● CONSIGNES ÉCRITES
A – Les affirmations suivantes concordent-elles avec le texte sur les mines antipersonnel ? (i) Le traité d’Ottawa a été mis sur pied il y a plus de vingt-cinq ans ; (ii) le nombre de victimes est passé de 25 000 par an à 15 000 aujourd’hui ; (iii) lors de la Première Guerre mondiale, 80 % des victimes étaient civiles. Pour chacune, répondez par oui ou par non et citez mot pour mot les termes décisifs du texte.
B – Donnez la suite du texte sur les mines antipersonnel, en reprenant juste après sa dernière phrase.

● TEXTE À LIRE
La journée de sensibilisation au danger des mines ce vendredi est l’occasion pour Handicap International d’alerter sur le changement de cap de certains États européens sur la question.
Cela fait plus de trente ans que Handicap International alerte sur le danger des mines antipersonnel et des bombes à sous-munitions qui contaminent les sols et blessent des civils, même des années après la fin d’un conflit. Malgré les traités internationaux interdisant ces armes, Martin Lagneau, directeur de l’ONG au Luxembourg, alerte sur la menace qui plane actuellement au-dessus de ce sujet à l’occasion de la journée internationale de Sensibilisation au problème des mines et de l’Assistance à la lutte antimines, vendredi.
À quel point cette journée de sensibilisation au problème des mines est-elle primordiale pour vous?
Martin Lagneau : Il y a plus de vingt-cinq ans, nous avons mis sur pied un instrument juridique afin de régler le problème des mines antipersonnel grâce au traité d’Ottawa, complémentaire aux droits existants issus des conventions de Genève. En parallèle, les activités de prévention des risques et de dépollution des terres contaminées ont fait passer le nombre de victimes de 25 000 par an, au moment de la signature du traité, à 5 000 aujourd’hui.
C’est une problématique qui pourrait donc apparaître comme d’une autre époque. Mais ce n’est pas le cas du tout. Aujourd’hui, il y a une détérioration des conflits avec une augmentation complètement délirante du nombre de victimes civiles. Lors de la Première Guerre mondiale, il y avait 15 % de victimes civiles. Pour Gaza, on parle actuellement de 80 %. Cela ne choque plus d’avoir un certain nombre de dommages collatéraux sur les civils. Et c’est pareil en Ukraine, où la population civile est énormément sous pression. Or il est important de rappeler aux gens, à travers le prisme spécifique des mines antipersonnel, que ce n’est évidemment pas normal.

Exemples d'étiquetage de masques
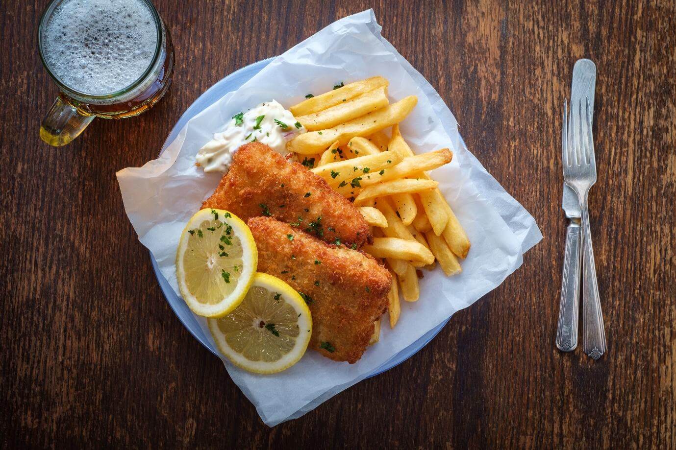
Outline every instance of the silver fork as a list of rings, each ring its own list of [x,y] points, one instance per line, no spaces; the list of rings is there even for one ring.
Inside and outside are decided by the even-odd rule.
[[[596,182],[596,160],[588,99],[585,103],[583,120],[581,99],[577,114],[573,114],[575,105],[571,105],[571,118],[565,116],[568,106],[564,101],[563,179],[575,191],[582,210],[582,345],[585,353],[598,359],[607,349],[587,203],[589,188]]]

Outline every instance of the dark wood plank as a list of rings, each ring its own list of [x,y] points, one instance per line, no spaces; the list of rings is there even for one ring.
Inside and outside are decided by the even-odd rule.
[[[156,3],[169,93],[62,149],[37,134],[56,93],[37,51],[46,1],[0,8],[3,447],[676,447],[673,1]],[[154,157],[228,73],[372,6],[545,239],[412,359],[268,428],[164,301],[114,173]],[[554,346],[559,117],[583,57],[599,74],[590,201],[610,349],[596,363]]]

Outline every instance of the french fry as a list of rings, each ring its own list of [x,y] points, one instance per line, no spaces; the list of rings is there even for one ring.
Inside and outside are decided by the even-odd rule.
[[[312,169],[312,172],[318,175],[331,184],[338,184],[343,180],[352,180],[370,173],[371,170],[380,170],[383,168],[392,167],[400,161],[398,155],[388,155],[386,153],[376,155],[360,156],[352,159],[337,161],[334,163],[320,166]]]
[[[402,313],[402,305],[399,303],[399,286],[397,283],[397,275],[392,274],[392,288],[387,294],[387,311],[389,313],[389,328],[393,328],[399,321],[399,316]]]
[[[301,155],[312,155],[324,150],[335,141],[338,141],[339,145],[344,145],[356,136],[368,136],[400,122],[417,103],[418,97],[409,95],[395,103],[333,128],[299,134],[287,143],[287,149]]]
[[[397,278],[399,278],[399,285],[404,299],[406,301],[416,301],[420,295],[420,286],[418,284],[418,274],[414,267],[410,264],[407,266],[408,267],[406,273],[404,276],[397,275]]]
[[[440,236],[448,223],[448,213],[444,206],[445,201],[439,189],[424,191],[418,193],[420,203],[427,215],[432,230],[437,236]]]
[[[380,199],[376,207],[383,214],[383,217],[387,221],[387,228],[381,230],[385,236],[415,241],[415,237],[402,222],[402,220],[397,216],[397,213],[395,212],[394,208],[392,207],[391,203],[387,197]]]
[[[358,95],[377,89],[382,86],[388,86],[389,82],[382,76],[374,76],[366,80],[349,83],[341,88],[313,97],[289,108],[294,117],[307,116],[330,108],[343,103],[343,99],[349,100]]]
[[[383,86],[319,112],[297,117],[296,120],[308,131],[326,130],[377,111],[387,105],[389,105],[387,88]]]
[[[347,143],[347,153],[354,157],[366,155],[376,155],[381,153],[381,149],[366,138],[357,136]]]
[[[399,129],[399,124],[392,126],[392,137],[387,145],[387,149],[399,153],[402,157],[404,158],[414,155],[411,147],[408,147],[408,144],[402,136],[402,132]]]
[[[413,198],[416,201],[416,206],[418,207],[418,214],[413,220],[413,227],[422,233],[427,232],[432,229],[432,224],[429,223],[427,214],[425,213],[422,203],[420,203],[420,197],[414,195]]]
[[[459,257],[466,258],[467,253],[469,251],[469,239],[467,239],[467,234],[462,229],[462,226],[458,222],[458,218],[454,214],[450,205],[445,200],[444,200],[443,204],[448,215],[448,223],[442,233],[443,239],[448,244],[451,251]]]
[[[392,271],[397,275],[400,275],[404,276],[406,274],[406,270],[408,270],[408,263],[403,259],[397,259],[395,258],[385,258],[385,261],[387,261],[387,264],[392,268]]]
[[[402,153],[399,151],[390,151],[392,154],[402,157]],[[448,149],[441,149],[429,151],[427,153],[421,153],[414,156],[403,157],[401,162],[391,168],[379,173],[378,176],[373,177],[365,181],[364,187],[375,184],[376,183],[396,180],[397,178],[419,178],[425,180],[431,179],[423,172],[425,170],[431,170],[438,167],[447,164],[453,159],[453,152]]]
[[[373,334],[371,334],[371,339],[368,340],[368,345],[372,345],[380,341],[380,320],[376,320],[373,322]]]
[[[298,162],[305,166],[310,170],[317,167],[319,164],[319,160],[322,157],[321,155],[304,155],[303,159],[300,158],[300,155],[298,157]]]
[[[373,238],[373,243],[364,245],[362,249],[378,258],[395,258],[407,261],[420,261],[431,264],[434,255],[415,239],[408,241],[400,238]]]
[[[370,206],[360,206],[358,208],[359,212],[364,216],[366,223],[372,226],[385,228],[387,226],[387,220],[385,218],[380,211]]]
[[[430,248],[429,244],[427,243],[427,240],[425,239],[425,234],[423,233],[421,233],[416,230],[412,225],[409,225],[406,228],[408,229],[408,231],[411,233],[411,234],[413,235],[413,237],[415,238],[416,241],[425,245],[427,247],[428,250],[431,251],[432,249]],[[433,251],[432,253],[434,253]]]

● RÉSULTATS OBTENUS
A –
(i) Oui : « Il y a plus de vingt-cinq ans, nous avons mis sur pied un instrument juridique afin de régler le problème des mines antipersonnel grâce au traité d’Ottawa ».
(ii) Non : « de 25 000 par an, au moment de la signature du traité, à 5 000 aujourd’hui ».
(iii) Non : « Lors de la Première Guerre mondiale, il y avait 15 % de victimes civiles. »

B –
Constatez-vous une régression du droit humanitaire?
Je dirais que oui. Le droit international humanitaire ou le droit de la guerre et les conventions de Genève sont de moins en moins respectés. Les État sont de moins en moins effrayés d’être visés par une accusation de crime de guerre, voire de crime contre l’humanité.
Et ce qui rend importante cette journée de sensibilisation, c’est également la régression actuelle de certains États qui ont déclaré se retirer du traité d’Ottawa. En particulier des États européens comme l’Estonie, la Lettonie, la Lituanie et la Pologne qui, elle, a même déclaré examiner la possibilité de se remettre à produire des mines antipersonnel. Quand la Lituanie a annoncé en juillet dernier se retirer de la convention d’Oslo sur les armes à sous-munitions, cela a été pour nous un signal extrêmement inquiétant. Nous avons tout de suite vu le risque d’effet domino si un premier maillon faiblit; et cet effet, nous sommes en train d’y assister.
Il y a une augmentation délirante du nombre de victimes civiles
Comment empêcher cela?
Notre réaction a tout de suite été d’interpeller le gouvernement lituanien, puis les autres pays que j’ai cités, et aussi d’aller voir les autorités luxembourgeoises, car le Luxembourg est attaché à ces traités pour lesquels il a été très actif dans la rédaction et la mise en application.
Le Luxembourg a toujours été un allié et il est préoccupé comme nous, mais avec la difficulté qu’il doit mener un travail diplomatique avec ses pairs européens. Le Luxembourg nous a dit être en discussion avec ces pays afin de faire passer le message que c’est problématique et dangereux et qu’un effet domino est à craindre.
Peut-on envisager des sanctions contre les États qui sortent des traités qui prohibent ces armes et ces munitions meurtrières?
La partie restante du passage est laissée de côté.